(Records excerpted from a collection)
___
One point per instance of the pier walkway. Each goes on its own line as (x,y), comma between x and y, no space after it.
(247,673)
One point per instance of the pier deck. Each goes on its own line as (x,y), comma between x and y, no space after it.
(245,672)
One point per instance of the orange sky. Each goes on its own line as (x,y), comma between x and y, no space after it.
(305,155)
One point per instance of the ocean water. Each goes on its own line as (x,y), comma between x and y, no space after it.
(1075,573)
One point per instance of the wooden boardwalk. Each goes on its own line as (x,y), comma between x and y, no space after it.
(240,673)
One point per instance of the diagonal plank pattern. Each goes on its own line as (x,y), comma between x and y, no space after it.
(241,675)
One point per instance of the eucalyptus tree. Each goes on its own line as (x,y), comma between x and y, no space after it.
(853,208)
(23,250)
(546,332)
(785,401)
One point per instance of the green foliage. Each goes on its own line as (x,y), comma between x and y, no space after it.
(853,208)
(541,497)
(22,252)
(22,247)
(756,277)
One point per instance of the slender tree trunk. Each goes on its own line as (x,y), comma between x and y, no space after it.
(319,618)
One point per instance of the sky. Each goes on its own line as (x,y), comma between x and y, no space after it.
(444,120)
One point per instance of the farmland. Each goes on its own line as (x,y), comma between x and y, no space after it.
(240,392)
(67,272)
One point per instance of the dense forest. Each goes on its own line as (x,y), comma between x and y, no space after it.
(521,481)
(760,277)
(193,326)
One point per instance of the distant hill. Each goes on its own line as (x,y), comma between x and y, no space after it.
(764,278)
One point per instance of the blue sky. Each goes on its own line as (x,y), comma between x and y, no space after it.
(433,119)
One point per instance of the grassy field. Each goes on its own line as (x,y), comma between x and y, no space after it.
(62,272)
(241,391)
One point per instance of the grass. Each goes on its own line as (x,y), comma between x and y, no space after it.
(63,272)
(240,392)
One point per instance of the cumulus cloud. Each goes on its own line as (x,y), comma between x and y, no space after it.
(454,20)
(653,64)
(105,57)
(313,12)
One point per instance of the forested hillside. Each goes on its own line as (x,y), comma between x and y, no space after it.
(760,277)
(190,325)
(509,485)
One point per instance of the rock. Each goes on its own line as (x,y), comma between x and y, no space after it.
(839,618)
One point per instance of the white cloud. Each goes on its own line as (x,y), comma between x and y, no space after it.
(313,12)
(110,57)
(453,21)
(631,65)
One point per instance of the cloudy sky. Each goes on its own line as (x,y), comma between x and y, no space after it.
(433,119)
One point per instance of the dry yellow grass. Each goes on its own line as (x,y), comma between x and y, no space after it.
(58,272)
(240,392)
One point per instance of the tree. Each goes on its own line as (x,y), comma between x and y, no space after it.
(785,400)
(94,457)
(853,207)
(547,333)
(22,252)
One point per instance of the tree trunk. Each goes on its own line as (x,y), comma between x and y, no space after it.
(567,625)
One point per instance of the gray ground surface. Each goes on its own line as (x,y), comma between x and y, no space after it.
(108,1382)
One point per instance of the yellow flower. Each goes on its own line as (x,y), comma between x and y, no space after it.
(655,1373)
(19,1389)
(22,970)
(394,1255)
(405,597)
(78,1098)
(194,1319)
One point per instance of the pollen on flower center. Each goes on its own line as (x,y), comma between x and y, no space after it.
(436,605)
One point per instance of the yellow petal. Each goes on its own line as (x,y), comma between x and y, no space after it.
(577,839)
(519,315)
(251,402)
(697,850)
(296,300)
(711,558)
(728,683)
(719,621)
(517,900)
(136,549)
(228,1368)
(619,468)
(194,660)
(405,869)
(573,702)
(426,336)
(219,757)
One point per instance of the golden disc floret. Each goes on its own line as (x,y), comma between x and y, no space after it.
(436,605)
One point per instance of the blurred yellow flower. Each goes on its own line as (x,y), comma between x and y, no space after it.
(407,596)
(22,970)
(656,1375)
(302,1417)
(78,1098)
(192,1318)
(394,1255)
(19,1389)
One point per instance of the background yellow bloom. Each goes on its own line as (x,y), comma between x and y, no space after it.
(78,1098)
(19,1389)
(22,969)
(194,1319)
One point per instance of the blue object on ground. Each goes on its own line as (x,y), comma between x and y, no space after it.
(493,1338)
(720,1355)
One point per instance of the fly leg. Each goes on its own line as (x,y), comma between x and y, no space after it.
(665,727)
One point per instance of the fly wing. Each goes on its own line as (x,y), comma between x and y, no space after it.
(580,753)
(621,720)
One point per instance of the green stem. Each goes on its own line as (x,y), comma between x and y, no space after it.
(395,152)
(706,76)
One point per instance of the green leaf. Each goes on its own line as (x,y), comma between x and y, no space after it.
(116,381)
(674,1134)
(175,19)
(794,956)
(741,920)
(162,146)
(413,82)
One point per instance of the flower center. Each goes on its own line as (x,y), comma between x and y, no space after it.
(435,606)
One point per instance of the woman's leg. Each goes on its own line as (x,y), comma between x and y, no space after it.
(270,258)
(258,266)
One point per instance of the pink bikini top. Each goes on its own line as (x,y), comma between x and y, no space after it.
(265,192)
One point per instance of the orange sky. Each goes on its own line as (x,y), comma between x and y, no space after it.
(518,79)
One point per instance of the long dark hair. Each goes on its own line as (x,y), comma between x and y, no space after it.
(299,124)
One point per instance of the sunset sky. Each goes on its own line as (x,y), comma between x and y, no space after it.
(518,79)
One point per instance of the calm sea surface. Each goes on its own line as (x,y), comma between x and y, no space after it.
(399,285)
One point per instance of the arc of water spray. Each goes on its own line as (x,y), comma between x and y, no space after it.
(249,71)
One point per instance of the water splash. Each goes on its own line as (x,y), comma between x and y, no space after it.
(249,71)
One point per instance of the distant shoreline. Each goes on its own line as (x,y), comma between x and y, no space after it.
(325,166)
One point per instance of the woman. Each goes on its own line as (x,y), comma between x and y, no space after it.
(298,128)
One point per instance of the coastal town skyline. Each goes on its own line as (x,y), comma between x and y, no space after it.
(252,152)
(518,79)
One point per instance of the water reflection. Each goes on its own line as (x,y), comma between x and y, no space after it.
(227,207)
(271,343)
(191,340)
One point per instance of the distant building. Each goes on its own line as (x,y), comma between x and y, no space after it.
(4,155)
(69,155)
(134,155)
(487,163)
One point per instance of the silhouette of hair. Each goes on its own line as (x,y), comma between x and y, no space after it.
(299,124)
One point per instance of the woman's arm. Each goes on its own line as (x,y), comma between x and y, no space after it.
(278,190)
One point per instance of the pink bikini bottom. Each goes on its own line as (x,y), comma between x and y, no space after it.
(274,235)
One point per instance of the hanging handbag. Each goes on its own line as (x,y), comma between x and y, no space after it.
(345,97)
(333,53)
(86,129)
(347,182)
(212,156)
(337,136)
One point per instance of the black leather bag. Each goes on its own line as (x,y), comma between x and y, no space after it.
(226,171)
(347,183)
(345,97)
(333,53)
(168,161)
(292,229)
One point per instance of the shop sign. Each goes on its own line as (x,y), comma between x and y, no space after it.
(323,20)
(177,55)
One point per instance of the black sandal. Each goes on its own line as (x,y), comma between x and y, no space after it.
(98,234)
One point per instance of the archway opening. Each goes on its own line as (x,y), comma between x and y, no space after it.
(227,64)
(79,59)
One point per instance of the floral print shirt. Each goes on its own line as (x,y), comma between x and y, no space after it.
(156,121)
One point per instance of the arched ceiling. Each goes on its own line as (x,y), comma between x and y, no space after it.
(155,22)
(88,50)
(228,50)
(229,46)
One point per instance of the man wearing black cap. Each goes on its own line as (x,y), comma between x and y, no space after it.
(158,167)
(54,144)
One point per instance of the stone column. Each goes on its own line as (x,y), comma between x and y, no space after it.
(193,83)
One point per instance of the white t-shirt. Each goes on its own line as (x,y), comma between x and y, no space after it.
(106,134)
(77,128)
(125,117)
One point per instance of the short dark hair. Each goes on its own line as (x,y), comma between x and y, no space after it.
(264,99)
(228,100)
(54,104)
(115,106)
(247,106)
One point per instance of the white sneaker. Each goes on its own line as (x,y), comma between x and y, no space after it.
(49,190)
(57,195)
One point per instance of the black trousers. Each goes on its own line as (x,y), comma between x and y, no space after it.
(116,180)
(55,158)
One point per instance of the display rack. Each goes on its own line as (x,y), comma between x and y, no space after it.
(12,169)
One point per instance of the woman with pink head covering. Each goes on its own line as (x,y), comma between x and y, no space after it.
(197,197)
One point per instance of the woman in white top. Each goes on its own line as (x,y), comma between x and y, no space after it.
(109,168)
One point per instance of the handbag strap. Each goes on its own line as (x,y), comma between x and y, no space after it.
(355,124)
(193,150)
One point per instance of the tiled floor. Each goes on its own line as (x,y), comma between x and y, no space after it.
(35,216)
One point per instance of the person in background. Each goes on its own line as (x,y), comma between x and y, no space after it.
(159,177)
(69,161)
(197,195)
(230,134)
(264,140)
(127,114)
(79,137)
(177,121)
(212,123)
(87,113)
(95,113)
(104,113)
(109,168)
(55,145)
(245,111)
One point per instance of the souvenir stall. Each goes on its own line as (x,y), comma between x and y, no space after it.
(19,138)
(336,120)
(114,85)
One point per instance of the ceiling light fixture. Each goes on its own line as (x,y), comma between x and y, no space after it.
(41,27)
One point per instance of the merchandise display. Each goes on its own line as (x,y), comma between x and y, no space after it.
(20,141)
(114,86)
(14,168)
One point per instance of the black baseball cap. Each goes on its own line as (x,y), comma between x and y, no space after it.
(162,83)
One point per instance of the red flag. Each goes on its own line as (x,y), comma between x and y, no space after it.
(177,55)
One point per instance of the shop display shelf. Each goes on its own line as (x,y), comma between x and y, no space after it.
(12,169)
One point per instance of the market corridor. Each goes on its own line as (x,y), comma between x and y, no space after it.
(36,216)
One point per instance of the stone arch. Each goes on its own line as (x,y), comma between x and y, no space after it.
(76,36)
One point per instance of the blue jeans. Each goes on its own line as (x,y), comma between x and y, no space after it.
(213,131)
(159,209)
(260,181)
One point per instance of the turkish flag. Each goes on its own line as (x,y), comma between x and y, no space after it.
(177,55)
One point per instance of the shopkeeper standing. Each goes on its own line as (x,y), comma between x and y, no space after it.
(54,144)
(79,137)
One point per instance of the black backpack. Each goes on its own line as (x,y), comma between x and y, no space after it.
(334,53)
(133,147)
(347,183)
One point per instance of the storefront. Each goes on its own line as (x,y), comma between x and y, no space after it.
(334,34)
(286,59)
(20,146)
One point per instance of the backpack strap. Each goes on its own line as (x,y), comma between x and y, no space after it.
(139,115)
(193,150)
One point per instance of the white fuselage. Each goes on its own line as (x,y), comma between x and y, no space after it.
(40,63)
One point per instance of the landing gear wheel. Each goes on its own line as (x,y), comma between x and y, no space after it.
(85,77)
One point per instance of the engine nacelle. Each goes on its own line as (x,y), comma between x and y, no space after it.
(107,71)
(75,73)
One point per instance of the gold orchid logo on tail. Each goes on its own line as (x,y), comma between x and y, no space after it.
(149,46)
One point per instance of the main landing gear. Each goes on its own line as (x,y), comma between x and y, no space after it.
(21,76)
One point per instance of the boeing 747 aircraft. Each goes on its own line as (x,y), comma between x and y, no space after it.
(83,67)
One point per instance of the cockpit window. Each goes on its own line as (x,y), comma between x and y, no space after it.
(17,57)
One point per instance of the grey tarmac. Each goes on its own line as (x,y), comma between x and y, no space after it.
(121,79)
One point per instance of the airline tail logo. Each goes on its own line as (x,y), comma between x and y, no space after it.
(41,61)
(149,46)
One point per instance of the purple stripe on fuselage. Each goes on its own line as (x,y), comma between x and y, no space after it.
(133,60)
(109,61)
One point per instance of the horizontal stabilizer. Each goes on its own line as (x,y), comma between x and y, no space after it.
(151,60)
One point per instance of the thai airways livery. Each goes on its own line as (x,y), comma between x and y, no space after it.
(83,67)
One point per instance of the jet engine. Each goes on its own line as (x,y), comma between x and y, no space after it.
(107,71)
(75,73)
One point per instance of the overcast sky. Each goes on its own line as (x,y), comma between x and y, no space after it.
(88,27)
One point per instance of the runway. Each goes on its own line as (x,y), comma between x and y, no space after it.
___
**JOB**.
In the listing above, find the line with "One point per instance of the purple" and set down that line and all after it exactly, through the final line.

**EXERCISE ANSWER**.
One point per instance of the purple stripe on fuselage. Each goes on its own line as (x,y), comma between x and y, no space after it.
(133,60)
(109,61)
One point per instance of the horizontal stabilizer. Each goes on its own line as (x,y), comma between x and y, no space after it.
(151,60)
One point per instance of the thai airways livery. Each goes on its own line as (x,y), comma between x and y, no space after it.
(83,67)
One point per instance of the jet engine. Each goes on its own line as (x,y), comma between x and y, no space after it.
(107,71)
(75,73)
One point per instance of the overcast sky. Each goes on its own line as (x,y), comma between x and y, no space after it.
(88,27)
One point per instance of the runway. Each goes on its own line as (x,y), comma between x and y, no space after it.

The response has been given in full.